--- Document source ---
Pour les 130 praticiens titulaires d'un diplôme britannique inscrits à l'Ordre des médecins et exerçant en France, en cas de no deal, les règles européennes de reconnaissance automatique de qualification cesseront de s’appliquer. Mais le gouvernement français a d'ores et déjà montré sa volonté de permettre le maintien de leur activité sur le territoire. « Nous sommes en ordre de marche pour que les médecins anglais puissent continuer à exercer en France et que leur diplôme soit reconnu », a déclaré en ce sens Nathalie Loiseau, ministre chargée des Affaires européennes, le 25 janvier. C'est chose faite depuis la semaine dernière avec la publication d'une ordonnance permettant à ces praticiens britanniques de conserver « le bénéfice de la reconnaissance de leurs qualifications professionnelles ».
Outre-Manche cette fois, les 332 médecins à diplôme français inscrits au « Conseil médical général » − autorité d'enregistrement aux fonctions comparables à celles de l'Ordre des médecins − devraient bénéficier d'un délai jusqu'à fin 2020 pour régulariser leur situation mais risquent de s'exposer à de pénibles formalités.
Le plus préoccupant reste l'hypothèse d'un retour des médecins diplômés de l'Union européenne vers leur pays d'origine, qui amputerait le Royaume-Uni d'une bonne partie de sa population médicale (lire ci-dessous). Une perspective que ne craint pas vraiment le Dr Isabelle Granger-Cohet, directrice de La clinique française, établissement privé qui emploie une quinzaine de médecins à diplôme français à Londres « Je ne vois pas comment le gouvernement pourrait invalider les diplômes du jour au lendemain. La proportion de non Britanniques qui exerce ici est énorme, le gouvernement ne risquera pas un exode », prédit-elle.
Pour autant, la dentiste reconnaît l'incertitude qui plane autour du Brexit pour les professionnels de santé. « Personne n'a idée de la sauce à laquelle on va être mangé », confesse-t-elle. Ni l'équivalent de l'Ordre des médecins, ni un syndicat ou une organisation professionnelle n'a alerté sur les conséquences d'un no deal pour les médecins à diplôme européen.

--- Consignes de l'exercice ---
(1) Traduisez en anglais cette phrase du texte sur les médecins et le Brexit : « Ni l'équivalent de l'Ordre des médecins, ni un syndicat ou une organisation professionnelle n'a alerté sur les conséquences d'un no deal pour les médecins à diplôme européen. »
(2) D'après le texte sur les médecins et le Brexit, combien de médecins à diplôme français sont inscrits au « Conseil médical général » ?
(3) Reproduisez fidèlement le passage du texte sur les médecins et le Brexit, en commençant à « Pour autant, la » et en terminant à « à diplôme européen. ».

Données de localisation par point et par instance
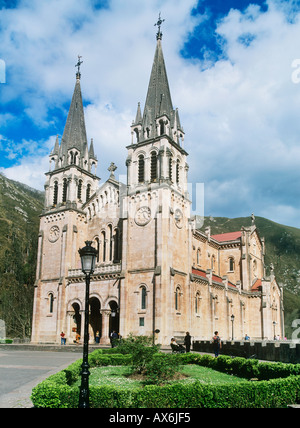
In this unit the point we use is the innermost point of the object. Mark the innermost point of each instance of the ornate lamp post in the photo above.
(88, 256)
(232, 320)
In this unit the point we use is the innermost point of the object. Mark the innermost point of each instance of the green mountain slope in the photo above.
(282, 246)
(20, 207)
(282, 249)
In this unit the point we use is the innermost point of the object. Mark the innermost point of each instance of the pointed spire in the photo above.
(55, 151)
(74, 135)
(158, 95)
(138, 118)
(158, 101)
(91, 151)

--

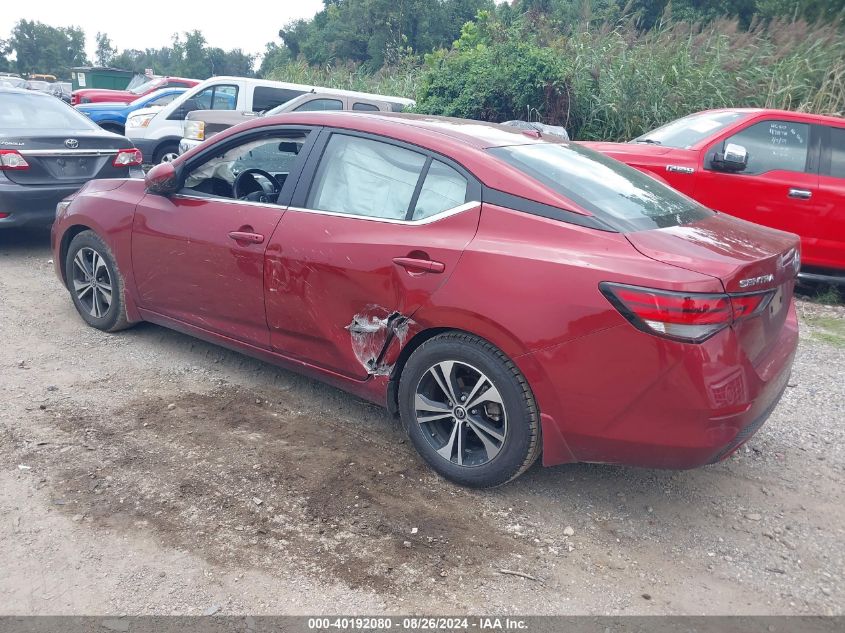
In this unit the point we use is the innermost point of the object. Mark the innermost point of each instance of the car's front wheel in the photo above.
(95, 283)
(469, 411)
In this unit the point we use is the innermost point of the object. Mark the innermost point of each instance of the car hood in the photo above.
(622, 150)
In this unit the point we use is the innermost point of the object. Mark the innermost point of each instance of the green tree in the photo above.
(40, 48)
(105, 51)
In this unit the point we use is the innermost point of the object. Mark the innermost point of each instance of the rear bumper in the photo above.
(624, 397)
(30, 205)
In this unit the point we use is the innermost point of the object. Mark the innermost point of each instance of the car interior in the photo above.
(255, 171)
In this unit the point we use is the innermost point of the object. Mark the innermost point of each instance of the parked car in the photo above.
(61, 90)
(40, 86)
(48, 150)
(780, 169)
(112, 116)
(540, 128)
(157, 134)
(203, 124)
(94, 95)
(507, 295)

--- Corrigés ci-dessous ---
(1) Neither the equivalent of the Ordre des médecins, nor a union or professional organization, has raised the alarm about the consequences of a no deal for doctors with European degrees.

(2) 332 médecins.

(3)
Pour autant, la dentiste reconnaît l'incertitude qui plane autour du Brexit pour les professionnels de santé. « Personne n'a idée de la sauce à laquelle on va être mangé », confesse-t-elle. Ni l'équivalent de l'Ordre des médecins, ni un syndicat ou une organisation professionnelle n'a alerté sur les conséquences d'un no deal pour les médecins à diplôme européen.